* Work to complete:
Rewrite the entries below, replacing "pixel coordinates" with "image coordinates" wherever it occurs and leaving everything else unchanged.

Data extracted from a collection
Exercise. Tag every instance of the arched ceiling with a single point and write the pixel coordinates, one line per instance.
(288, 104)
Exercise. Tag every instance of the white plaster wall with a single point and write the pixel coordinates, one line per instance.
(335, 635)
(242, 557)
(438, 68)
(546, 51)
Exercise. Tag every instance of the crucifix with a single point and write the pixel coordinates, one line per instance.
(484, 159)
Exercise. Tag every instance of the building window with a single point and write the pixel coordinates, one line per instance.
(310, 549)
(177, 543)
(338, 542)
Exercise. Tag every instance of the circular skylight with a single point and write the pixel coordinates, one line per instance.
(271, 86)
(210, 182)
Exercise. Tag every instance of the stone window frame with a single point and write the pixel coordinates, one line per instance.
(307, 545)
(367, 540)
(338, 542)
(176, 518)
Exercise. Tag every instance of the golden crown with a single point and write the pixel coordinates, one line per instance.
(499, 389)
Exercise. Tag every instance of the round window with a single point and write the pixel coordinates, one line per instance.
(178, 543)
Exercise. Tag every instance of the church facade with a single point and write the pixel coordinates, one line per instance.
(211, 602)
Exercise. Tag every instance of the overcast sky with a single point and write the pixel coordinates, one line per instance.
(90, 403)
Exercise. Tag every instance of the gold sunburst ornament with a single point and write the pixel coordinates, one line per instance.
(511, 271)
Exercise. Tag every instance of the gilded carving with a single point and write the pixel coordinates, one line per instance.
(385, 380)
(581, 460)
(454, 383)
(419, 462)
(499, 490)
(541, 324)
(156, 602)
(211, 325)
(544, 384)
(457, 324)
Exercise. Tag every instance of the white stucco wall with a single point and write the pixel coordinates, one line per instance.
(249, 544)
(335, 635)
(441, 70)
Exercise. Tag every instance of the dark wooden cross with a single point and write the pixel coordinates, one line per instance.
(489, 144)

* Response to this exercise:
Exercise. Tag every instance of the arched ceiling with a single point and write the image coordinates, one line per instance.
(288, 104)
Exercise. Tag every instance of the white plaster wall with a single point and write the image coordinates, one line per instance.
(335, 635)
(242, 557)
(438, 68)
(546, 51)
Exercise. Tag every instance of the crucifix with a single point and write the image coordinates, one line per instance.
(484, 159)
Exercise. Tag every instance of the building window with a single point and write the image coordinates, one line per instance.
(310, 549)
(177, 543)
(338, 542)
Exercise. Tag every instance of the circular skylight with a single point and write the image coordinates, one line per instance.
(271, 86)
(210, 182)
Exercise. Tag every instance of the stone window frame with a single point and write the image coordinates, one line per instance.
(307, 545)
(367, 540)
(338, 542)
(176, 518)
Exercise. Tag every instance of the golden crown with a single point and write the image coordinates, one line per instance.
(499, 389)
Exercise. Tag every instance of the round window with a single point and write the image coordinates, one line per instance.
(178, 543)
Exercise. Tag every instance of the church facade with a single point and write the image coordinates, one line per instance.
(211, 602)
Exercise. Tag every instance of the overcast sky with a single point and write the image coordinates, one line per instance.
(90, 403)
Exercise. Tag every instance of the gold sunburst ornament with a single point and write the image coordinates, one line per instance.
(511, 271)
Exercise. Tag every instance of the gilded carving with a single point and write the image coordinates, one line per instance.
(385, 380)
(581, 460)
(454, 383)
(419, 462)
(499, 490)
(541, 324)
(156, 602)
(211, 325)
(544, 384)
(457, 324)
Exercise. Tag every instance of the white stucco wall with a single point and write the image coordinates, one line per instance.
(249, 544)
(335, 635)
(441, 70)
Exercise. Tag every instance of the dark wooden cross with a single point and write the image coordinates, one line per instance.
(489, 144)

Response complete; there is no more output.